Task to complete »
Put the entries from the line with "Task: Where can the wooden gazebo" to the line with "x=110, y=53" into a two-column CSV with the columns input and output, one row per entry. Place the entry's text in input and its answer in output, each as a single quoted field with line breaks replaced by spaces.

# START OF The records

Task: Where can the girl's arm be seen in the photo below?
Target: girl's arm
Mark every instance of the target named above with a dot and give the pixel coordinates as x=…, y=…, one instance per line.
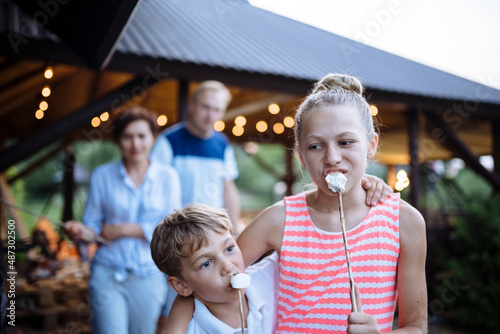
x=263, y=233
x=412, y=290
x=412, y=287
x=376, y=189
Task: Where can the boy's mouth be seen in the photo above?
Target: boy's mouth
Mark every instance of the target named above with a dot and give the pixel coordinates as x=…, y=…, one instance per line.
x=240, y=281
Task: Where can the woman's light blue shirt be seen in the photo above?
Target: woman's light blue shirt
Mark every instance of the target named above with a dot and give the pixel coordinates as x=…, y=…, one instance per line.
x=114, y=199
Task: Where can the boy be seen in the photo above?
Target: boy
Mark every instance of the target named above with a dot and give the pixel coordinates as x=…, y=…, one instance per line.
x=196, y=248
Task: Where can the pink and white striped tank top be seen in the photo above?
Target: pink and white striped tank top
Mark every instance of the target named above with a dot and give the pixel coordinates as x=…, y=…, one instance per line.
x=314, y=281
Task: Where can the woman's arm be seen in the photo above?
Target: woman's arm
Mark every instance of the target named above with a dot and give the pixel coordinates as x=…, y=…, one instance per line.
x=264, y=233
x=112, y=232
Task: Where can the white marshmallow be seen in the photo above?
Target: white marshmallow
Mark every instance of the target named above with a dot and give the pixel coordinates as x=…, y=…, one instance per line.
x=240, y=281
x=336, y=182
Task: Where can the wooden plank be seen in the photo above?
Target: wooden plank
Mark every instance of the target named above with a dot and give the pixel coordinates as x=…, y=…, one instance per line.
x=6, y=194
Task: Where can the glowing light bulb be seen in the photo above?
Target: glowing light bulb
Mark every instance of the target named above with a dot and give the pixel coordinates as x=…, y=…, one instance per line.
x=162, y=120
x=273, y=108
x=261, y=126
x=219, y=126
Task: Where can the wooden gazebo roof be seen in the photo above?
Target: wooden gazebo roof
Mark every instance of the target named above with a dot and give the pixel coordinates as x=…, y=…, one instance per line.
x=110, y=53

# END OF The records
# START OF The records

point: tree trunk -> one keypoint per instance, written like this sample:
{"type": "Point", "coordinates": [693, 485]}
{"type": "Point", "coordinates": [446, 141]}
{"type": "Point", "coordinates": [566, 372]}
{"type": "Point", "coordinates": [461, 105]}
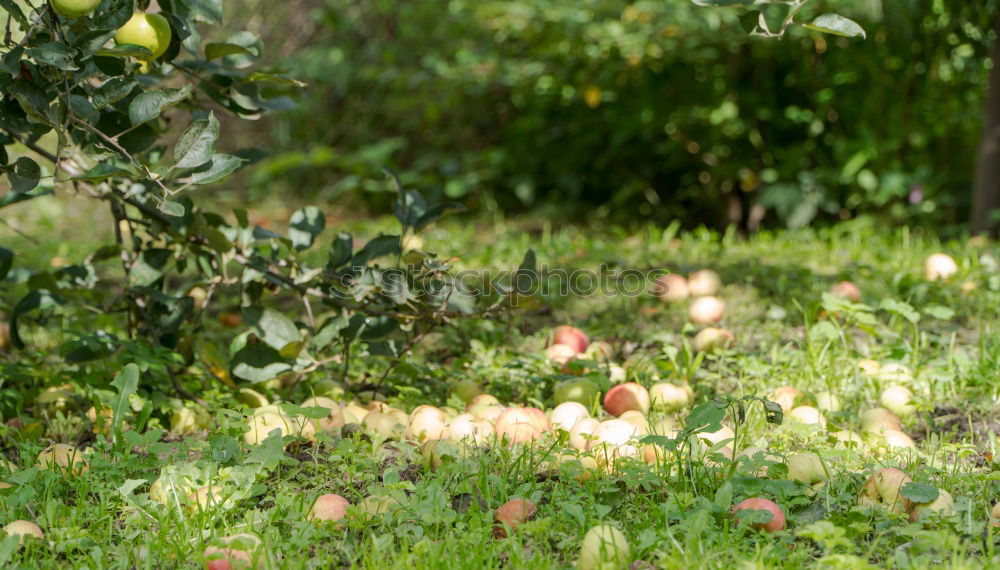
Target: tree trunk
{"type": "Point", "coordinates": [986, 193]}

# END OF The records

Exercise response »
input,output
"Task: Where can the wooden gazebo roof be seen in the photo above? Target: wooden gazebo roof Mark every instance of the target named above with a dot and give the pixel coordinates as x=…, y=…, one instance per line.","x=110, y=53"